* [SHORT PROBLEM 1]
Reproduce the following excerpt on credit and oil in full, word for word.

* [EXCERPT PROVIDED]
----
Credit: The Long Term View
Exhibit B is an even more remarkable and longer term view of the role of credit in the economy of the United States, Britain and Australia. The world has been on an incredible credit ride since as far back as 1950. The steep climb over the last ten years screams 'jump' and indeed that is what we have just done.
Source: Steve Keen at www.debtdeflation.com
For those of you asking the obvious question about what happened in Australia back in 1890, there is this paper from the Reserve Bank of Australia: Two Depressions, One Banking Collapse. The current crisis looks far more like the 1890's than the 1930's, although I find such distant historical parallels hard to comprehend at the best of times. The end of the gold standard in 1971 is also an important part of this story - a monetary system backed by gold could not have permitted such a rapid rise in fake wealth. An even more fundamental change to our system of currency may be needed to get us out of this mess and reach a true state of enlightenment and sustainability.
The link between Oil and Credit
The explanation below for how trends in oil consumption and credit are linked is taken from the ASPO USA Peak Oil Review: 20 October 2008. (You can subscribe to their weekly newsletter for free).
Commentary: Peak Oil and the Current Economic Opportunity
Richard E Vodra, CFPThe run-up to Peak Oil was a major factor in the current economic crisis, and the changes emerging from the crisis may help us deal better with the challenges of the coming decade.
The financial problems that emerged in the summer of 2007 led to the collapse of Bear Stearns in March, the nationalization of Fannie Mae and Freddie Mac, and a cascade of subsequent events, policies, and impacts that continues as this is being written. The nature of the crisis started from the fact that the large financial institutions – banks, hedge funds, pension funds, and such – have created and used a lot of securities that are either mispriced or hard to value. They’ve taken a lot of home loans that are “sub-prime” (the borrowers had little income or wealth compared to the loan size; there was too much loan-to-value; future payments would be beyond the borrowers’ ability to pay, etc), put them together into large packages (mortgage-backed securities, or MBS), secured high ratings for the bonds (higher than the component loans justified), and sold them to domestic and foreign lenders/investors looking for high, secure yields.
----
* [SHORT PROBLEM 2]
In the rows below, write out verbatim everything from the line with "like [[624, 211]]." through the line with "[[378, 497], [203, 429]]", including both of those lines.
----
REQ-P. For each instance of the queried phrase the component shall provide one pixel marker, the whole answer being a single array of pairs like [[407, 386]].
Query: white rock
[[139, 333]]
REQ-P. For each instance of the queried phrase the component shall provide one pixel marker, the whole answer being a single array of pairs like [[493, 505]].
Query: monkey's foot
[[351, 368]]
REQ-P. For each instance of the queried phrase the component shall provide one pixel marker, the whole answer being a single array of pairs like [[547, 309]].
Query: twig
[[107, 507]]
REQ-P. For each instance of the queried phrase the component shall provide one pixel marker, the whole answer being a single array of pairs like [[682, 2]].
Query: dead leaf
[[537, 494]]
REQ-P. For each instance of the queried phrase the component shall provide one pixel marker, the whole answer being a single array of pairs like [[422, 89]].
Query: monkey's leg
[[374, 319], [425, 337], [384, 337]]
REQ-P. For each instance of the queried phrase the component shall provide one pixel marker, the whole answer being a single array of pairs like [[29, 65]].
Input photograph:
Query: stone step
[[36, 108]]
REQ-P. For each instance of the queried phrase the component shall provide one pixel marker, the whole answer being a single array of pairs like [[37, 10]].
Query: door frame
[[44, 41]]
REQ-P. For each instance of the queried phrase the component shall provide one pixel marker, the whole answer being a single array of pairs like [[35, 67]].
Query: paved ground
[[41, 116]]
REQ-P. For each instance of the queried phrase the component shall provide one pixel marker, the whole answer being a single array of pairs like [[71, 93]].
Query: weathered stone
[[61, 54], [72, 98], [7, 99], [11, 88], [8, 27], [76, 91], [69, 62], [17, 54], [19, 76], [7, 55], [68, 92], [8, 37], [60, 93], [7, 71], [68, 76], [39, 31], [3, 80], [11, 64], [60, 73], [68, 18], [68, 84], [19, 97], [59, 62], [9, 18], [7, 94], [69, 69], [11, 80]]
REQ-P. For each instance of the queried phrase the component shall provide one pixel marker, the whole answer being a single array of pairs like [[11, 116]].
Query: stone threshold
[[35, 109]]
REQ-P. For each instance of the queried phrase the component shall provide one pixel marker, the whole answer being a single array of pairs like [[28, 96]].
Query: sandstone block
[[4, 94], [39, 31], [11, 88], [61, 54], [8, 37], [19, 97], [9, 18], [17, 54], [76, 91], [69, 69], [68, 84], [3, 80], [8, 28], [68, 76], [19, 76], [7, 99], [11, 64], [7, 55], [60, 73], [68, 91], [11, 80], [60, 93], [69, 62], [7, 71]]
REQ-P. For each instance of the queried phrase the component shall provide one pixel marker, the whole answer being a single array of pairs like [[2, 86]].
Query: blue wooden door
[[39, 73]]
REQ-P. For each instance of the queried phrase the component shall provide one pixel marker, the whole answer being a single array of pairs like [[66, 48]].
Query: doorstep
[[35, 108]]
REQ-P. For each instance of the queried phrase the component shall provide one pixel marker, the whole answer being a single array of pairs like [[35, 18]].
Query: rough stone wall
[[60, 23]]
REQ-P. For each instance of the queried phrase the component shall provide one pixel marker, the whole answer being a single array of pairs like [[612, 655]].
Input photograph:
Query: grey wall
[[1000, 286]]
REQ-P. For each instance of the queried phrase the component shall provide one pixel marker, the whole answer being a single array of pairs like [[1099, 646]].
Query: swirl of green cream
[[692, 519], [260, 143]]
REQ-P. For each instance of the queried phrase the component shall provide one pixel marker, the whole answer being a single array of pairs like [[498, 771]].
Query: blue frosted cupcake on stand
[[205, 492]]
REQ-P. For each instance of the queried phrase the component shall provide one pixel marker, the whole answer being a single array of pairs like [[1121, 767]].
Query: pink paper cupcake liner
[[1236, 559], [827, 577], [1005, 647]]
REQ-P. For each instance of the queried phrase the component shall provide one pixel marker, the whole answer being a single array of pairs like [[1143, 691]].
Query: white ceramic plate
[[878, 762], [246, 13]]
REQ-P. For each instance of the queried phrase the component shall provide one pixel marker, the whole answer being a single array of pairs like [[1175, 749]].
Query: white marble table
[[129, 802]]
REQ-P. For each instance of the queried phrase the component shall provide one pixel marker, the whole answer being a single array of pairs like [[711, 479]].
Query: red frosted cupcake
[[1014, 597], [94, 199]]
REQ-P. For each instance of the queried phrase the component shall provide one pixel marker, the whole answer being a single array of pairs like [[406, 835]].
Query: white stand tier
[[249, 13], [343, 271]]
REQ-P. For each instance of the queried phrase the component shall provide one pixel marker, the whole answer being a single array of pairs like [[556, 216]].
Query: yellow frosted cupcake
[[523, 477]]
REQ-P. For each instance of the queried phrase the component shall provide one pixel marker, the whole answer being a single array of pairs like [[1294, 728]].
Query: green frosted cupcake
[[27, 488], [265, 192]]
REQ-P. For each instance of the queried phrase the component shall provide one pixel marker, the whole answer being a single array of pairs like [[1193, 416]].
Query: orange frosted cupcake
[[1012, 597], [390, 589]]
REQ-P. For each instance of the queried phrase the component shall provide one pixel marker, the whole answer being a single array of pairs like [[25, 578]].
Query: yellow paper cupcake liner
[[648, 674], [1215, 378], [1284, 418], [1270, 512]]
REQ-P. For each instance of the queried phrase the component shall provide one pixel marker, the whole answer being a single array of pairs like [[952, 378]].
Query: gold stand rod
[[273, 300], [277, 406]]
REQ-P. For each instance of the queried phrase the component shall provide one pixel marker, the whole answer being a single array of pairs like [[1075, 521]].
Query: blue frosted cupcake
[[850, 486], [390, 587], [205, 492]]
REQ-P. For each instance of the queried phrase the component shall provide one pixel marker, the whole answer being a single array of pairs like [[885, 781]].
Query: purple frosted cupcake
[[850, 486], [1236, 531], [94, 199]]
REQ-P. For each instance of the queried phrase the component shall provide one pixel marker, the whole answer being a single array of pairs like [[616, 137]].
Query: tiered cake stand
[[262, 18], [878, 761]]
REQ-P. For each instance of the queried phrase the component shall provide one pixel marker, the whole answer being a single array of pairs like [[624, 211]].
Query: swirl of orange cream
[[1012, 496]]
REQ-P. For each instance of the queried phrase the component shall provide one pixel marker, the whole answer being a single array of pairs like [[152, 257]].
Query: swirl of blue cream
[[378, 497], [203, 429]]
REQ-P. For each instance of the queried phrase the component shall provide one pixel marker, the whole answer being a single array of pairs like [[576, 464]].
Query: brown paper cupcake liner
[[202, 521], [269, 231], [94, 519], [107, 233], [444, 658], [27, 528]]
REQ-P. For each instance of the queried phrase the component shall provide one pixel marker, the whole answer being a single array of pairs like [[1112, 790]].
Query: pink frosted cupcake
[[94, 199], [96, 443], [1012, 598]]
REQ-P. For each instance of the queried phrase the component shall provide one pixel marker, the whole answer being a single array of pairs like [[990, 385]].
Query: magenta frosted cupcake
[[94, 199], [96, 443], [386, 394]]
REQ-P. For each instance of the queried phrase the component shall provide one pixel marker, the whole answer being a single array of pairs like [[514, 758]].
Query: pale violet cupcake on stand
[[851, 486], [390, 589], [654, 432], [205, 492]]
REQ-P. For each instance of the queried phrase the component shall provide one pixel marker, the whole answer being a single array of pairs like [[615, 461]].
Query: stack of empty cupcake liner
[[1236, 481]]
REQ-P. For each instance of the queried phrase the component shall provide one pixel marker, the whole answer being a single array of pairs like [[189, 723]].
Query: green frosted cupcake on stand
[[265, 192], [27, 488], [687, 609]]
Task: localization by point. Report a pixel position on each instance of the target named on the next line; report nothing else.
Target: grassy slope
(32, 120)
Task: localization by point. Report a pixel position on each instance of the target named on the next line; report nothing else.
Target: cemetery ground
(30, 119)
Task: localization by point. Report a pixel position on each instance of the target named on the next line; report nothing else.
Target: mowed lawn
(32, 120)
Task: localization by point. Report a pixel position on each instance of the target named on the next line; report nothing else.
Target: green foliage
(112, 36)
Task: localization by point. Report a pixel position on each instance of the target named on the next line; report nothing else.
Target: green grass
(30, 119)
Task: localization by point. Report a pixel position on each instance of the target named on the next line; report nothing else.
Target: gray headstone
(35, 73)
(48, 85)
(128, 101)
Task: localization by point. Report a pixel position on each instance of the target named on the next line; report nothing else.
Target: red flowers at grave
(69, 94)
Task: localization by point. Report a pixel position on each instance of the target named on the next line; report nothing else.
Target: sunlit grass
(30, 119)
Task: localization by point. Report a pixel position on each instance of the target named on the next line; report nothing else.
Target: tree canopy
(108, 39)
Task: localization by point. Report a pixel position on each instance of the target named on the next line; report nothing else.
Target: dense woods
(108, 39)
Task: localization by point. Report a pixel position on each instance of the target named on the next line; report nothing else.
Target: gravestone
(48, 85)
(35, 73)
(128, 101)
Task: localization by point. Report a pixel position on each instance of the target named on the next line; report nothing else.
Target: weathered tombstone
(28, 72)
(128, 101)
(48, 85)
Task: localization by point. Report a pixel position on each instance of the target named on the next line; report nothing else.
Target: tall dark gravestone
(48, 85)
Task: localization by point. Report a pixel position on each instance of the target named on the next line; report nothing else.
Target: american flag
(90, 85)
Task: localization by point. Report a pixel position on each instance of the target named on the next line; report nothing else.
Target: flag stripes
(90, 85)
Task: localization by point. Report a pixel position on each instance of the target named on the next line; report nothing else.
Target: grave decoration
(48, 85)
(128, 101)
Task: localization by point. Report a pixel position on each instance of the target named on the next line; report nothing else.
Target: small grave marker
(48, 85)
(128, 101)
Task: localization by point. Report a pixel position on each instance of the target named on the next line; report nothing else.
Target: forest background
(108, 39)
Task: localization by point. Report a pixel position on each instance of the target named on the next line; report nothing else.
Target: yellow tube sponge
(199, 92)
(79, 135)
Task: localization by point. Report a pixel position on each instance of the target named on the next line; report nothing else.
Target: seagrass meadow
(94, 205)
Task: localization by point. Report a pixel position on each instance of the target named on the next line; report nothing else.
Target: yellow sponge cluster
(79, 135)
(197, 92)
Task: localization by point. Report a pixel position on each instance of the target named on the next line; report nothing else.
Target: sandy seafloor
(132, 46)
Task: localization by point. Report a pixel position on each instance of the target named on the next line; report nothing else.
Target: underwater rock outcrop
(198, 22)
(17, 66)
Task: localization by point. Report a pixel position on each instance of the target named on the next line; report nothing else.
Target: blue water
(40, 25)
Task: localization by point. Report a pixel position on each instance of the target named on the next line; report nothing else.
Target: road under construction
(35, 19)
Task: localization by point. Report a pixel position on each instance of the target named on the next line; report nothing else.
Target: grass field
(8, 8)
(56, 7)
----
* [REPLY 1]
Credit: The Long Term View
Exhibit B is an even more remarkable and longer term view of the role of credit in the economy of the United States, Britain and Australia. The world has been on an incredible credit ride since as far back as 1950. The steep climb over the last ten years screams 'jump' and indeed that is what we have just done.
Source: Steve Keen at www.debtdeflation.com
For those of you asking the obvious question about what happened in Australia back in 1890, there is this paper from the Reserve Bank of Australia: Two Depressions, One Banking Collapse. The current crisis looks far more like the 1890's than the 1930's, although I find such distant historical parallels hard to comprehend at the best of times. The end of the gold standard in 1971 is also an important part of this story - a monetary system backed by gold could not have permitted such a rapid rise in fake wealth. An even more fundamental change to our system of currency may be needed to get us out of this mess and reach a true state of enlightenment and sustainability.
The link between Oil and Credit
The explanation below for how trends in oil consumption and credit are linked is taken from the ASPO USA Peak Oil Review: 20 October 2008. (You can subscribe to their weekly newsletter for free).
Commentary: Peak Oil and the Current Economic Opportunity
Richard E Vodra, CFPThe run-up to Peak Oil was a major factor in the current economic crisis, and the changes emerging from the crisis may help us deal better with the challenges of the coming decade.
The financial problems that emerged in the summer of 2007 led to the collapse of Bear Stearns in March, the nationalization of Fannie Mae and Freddie Mac, and a cascade of subsequent events, policies, and impacts that continues as this is being written. The nature of the crisis started from the fact that the large financial institutions – banks, hedge funds, pension funds, and such – have created and used a lot of securities that are either mispriced or hard to value. They’ve taken a lot of home loans that are “sub-prime” (the borrowers had little income or wealth compared to the loan size; there was too much loan-to-value; future payments would be beyond the borrowers’ ability to pay, etc), put them together into large packages (mortgage-backed securities, or MBS), secured high ratings for the bonds (higher than the component loans justified), and sold them to domestic and foreign lenders/investors looking for high, secure yields.

* [REPLY 2]
REQ-P. For each instance of the queried phrase the component shall provide one pixel marker, the whole answer being a single array of pairs like [[624, 211]].
Query: swirl of orange cream
[[1012, 496]]
REQ-P. For each instance of the queried phrase the component shall provide one pixel marker, the whole answer being a single array of pairs like [[152, 257]].
Query: swirl of blue cream
[[378, 497], [203, 429]]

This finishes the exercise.